_Page text_:
Radiation in Small Doses
What is radiation contamination and how does it differ from radiation exposure?
When radioactive materials in liquid, gas, or powder form are not kept contained, they can transfer to other surfaces or can be carried in the air. When radioactive material is “loose” and comes to rest on something, that something is then said to be contaminated—there is now radioactive material on it. If the something is a countertop, we have countertop contamination. If the radioactive material gets on our skin, we have skin contamination. If it gets inside of us, we are internally contaminated.
We need to know the type of radioactive contamination to determine whether we are being exposed to that radiation. So now it goes back to the discussion of the type of radiation (alpha, beta, gamma) and the energy of that radiation. In general, gamma radiation will expose us if it is an external source, skin contamination, or inside of us. Alpha and beta particles will expose us if they are inside of us. Some high-energy beta particles can expose us if they are on our skin.
A big difference between contamination and exposure comes when we talk about certain devices, like x-ray machines, that expose us to radiation. In this case, we are not talking about a liquid, gas, or powder, so this type of exposure does not cause contamination. Sometimes people who have an x-ray exam performed wonder if they are radioactive afterward. To become radioactive, you would need to become contaminated (have radioactive materials actually deposited on you or inside of you) and the x-ray machine does not do that.
Can radiation exposure be safe?
Yes. Radiation exposure that leads to small radiation doses for our bodies is safe in the sense that there either is no effect or the effect is too small to observe. There has been no evidence of illness or increased cancer risk at small radiation doses that are similar to the amounts we receive from routine x-ray procedures, natural background radiation (excluding radon), or occupational exposure. Radiation exposure in a short period of time that leads to very large radiation doses to our body can cause health effects within months, days, or even sooner. We know from health effect studies that large radiation doses over a long period of time can lead to an increase in some diseases, like cancer.
What can too much radiation exposure do to me?

_Dataset entries_:
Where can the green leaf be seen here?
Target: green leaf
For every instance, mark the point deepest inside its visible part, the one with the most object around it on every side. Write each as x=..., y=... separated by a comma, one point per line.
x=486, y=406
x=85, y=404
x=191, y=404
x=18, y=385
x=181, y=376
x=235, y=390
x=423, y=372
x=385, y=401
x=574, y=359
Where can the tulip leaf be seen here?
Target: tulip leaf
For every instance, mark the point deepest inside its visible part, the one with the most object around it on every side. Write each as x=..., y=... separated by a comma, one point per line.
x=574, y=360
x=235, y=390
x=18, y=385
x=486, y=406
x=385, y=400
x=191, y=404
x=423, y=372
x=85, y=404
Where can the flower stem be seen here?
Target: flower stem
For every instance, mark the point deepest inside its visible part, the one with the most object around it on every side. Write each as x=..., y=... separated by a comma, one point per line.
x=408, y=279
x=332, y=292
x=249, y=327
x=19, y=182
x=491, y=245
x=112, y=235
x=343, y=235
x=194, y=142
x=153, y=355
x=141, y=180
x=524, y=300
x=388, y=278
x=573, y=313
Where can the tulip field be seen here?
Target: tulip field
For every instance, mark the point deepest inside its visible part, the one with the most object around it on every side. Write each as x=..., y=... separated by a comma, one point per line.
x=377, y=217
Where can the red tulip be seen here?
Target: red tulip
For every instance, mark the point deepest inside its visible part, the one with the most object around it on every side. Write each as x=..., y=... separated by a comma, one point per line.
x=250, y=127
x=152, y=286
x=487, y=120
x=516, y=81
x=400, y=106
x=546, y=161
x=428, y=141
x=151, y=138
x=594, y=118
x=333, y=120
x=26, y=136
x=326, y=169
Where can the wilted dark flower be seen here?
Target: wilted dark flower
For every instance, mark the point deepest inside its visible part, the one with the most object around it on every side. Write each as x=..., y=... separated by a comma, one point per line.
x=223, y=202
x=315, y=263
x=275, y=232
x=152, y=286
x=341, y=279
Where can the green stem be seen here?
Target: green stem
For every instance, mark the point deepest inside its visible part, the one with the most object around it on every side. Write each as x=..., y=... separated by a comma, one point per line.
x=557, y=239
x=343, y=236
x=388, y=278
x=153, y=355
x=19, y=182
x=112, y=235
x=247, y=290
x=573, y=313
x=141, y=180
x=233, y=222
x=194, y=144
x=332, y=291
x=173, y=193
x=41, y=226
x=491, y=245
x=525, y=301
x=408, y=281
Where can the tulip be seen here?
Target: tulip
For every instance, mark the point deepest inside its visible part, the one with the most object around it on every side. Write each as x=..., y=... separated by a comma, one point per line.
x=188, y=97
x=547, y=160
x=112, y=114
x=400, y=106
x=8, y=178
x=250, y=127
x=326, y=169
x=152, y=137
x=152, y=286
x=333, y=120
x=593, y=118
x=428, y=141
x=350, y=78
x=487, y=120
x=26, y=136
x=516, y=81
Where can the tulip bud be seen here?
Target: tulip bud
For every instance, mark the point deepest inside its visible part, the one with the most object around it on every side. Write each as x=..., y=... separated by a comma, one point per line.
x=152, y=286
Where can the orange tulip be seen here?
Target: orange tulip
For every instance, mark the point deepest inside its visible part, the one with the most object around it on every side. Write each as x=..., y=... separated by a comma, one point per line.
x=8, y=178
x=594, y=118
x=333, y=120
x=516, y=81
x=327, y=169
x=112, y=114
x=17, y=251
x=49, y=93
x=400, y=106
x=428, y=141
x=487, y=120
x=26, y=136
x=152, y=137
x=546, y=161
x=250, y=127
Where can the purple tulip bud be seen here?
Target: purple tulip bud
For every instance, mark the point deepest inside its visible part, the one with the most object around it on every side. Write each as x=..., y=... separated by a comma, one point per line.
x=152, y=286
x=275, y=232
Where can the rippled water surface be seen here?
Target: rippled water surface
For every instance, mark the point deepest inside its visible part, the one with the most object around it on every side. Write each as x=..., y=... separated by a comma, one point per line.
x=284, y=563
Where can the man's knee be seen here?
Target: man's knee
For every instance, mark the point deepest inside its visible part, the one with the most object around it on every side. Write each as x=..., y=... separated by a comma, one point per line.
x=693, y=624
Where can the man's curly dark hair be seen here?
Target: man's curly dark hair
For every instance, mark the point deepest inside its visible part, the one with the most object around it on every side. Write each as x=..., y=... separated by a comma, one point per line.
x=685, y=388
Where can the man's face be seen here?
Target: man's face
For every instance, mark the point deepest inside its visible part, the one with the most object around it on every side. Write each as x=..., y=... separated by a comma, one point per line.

_Your task_: From the radiation text above, list the sources of small radiation doses that it says have shown no evidence of illness or increased cancer risk.

_Answer box_:
- Routine x-ray procedures
- Natural background radiation (excluding radon)
- Occupational exposure